[Page excerpt Boundary: Start]

Drug-Safe Australia Pty Ltd trading as
Frontline Diagnostics
The Penthouse
Level 5, 22 Atchison Street
Crows Nest NSW Australia 2065

Why have the news media not chased up this lead? After the high rate of false positives was revealed, White himself damned the tests as "defective" and as not being ready for use in an application where criminal charges would be laid against those who tested positive at roadside.

On 22 December 2004, ABC news quoted New South Wales traffic services commander, John Hartley as saying said the mouth swab-type tests were to be given a 12-month trial in NSW beginning "…early next year (2005), however the first 12 months are only a trial." Doubtless due to the furore surrounding the false-positives in Victoria, no news agency has to my knowledge yet reported that the swab tests have actually been pressed into service in NSW, either in a legally moot trial or in active use as a means of formally accusing motorists of driving under the influence of drugs.

[Page excerpt Boundary: End]
[Provided material Boundary: Start]

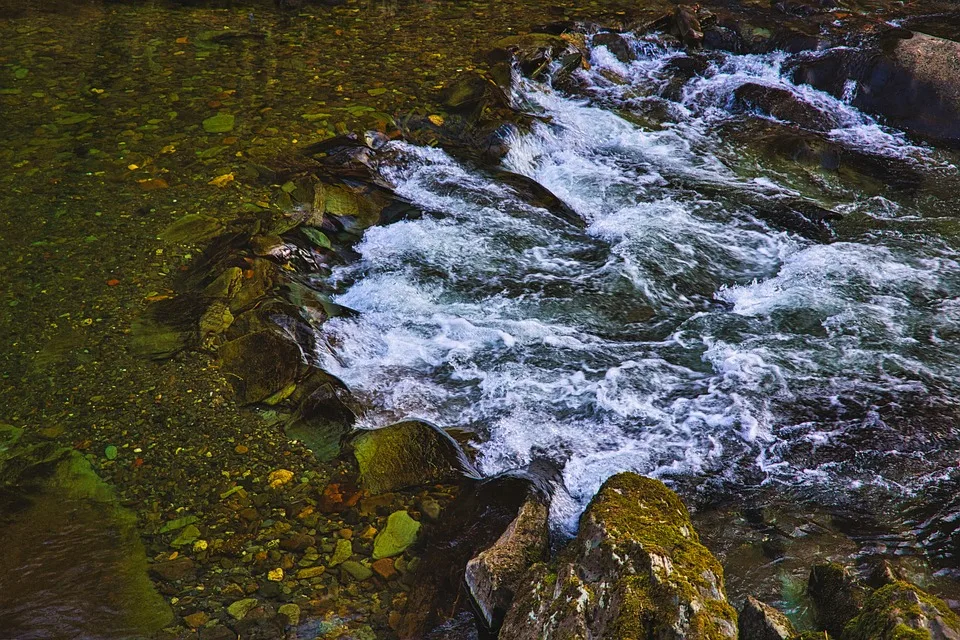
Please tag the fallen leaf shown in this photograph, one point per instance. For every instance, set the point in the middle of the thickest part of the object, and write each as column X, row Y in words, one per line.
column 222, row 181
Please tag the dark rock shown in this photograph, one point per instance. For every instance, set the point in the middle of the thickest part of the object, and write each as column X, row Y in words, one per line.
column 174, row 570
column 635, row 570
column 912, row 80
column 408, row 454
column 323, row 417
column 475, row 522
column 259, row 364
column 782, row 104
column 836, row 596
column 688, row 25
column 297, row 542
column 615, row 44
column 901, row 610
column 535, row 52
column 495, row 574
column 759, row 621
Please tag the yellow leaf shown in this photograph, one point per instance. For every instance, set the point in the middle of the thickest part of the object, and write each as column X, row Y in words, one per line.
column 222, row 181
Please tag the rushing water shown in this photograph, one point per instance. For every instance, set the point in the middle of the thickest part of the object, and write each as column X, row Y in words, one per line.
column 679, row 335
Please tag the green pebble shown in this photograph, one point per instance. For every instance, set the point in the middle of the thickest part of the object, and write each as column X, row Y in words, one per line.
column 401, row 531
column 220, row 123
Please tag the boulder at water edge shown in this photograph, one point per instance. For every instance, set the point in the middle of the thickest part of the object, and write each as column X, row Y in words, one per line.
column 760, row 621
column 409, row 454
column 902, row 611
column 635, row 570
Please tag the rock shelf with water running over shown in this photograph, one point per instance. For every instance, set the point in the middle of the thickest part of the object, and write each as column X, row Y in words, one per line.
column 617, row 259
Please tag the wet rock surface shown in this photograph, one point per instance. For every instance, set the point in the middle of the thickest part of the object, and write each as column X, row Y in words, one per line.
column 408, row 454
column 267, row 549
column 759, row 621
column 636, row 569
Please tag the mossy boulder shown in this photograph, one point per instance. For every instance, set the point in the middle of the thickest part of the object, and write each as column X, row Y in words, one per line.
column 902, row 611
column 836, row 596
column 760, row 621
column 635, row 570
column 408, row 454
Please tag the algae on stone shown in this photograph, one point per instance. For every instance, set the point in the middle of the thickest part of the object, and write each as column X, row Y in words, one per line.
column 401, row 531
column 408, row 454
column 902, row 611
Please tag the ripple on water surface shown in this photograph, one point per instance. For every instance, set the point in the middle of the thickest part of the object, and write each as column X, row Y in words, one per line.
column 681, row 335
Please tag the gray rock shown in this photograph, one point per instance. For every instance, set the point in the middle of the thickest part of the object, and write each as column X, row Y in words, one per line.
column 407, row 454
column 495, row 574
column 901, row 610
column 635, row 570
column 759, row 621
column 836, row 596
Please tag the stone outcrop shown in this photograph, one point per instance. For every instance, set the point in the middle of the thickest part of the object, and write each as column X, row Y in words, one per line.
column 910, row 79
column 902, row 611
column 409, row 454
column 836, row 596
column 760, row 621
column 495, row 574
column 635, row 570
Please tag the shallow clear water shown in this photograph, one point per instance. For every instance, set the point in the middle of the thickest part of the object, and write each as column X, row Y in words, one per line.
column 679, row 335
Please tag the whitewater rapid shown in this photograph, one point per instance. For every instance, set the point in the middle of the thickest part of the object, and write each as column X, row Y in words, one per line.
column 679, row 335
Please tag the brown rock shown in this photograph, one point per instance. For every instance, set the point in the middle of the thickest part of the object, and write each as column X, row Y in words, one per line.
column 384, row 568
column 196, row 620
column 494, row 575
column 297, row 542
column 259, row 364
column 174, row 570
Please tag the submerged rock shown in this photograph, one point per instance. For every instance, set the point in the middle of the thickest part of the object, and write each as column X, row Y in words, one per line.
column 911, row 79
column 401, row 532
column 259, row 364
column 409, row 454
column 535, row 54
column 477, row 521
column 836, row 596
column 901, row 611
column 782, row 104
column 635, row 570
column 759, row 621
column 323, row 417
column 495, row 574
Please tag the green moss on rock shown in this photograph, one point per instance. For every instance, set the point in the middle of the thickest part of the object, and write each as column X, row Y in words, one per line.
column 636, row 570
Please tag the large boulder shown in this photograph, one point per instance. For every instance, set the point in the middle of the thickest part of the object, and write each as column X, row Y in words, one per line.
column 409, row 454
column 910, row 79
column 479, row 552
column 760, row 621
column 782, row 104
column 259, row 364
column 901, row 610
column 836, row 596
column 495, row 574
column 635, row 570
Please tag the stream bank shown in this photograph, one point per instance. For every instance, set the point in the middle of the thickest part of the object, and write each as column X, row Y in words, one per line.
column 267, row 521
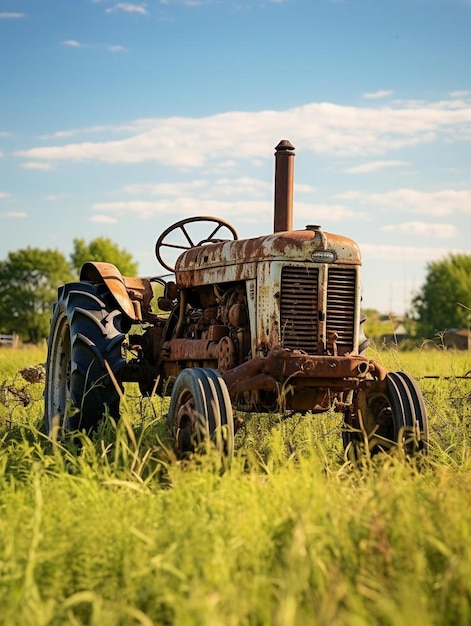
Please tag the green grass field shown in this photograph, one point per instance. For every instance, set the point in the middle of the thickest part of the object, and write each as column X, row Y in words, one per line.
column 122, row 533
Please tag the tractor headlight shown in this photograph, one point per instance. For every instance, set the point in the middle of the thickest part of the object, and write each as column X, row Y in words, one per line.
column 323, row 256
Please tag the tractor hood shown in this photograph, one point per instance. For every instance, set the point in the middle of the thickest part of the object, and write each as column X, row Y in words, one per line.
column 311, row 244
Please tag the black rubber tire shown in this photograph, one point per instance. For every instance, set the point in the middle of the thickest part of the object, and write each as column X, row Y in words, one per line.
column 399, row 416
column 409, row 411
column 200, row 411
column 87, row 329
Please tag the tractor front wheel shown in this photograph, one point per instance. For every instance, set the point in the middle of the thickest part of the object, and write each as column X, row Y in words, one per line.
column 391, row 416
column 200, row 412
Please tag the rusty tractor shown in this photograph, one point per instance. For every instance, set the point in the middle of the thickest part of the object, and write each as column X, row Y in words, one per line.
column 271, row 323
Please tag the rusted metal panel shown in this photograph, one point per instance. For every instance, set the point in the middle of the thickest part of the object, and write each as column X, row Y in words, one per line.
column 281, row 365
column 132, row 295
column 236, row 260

[Provided material Boundary: End]

**Problem**: Reproduce the entire passage above about roadside drug swab tests, word for word and unchanged.

**Reply**:
Drug-Safe Australia Pty Ltd trading as
Frontline Diagnostics
The Penthouse
Level 5, 22 Atchison Street
Crows Nest NSW Australia 2065

Why have the news media not chased up this lead? After the high rate of false positives was revealed, White himself damned the tests as "defective" and as not being ready for use in an application where criminal charges would be laid against those who tested positive at roadside.

On 22 December 2004, ABC news quoted New South Wales traffic services commander, John Hartley as saying said the mouth swab-type tests were to be given a 12-month trial in NSW beginning "…early next year (2005), however the first 12 months are only a trial." Doubtless due to the furore surrounding the false-positives in Victoria, no news agency has to my knowledge yet reported that the swab tests have actually been pressed into service in NSW, either in a legally moot trial or in active use as a means of formally accusing motorists of driving under the influence of drugs.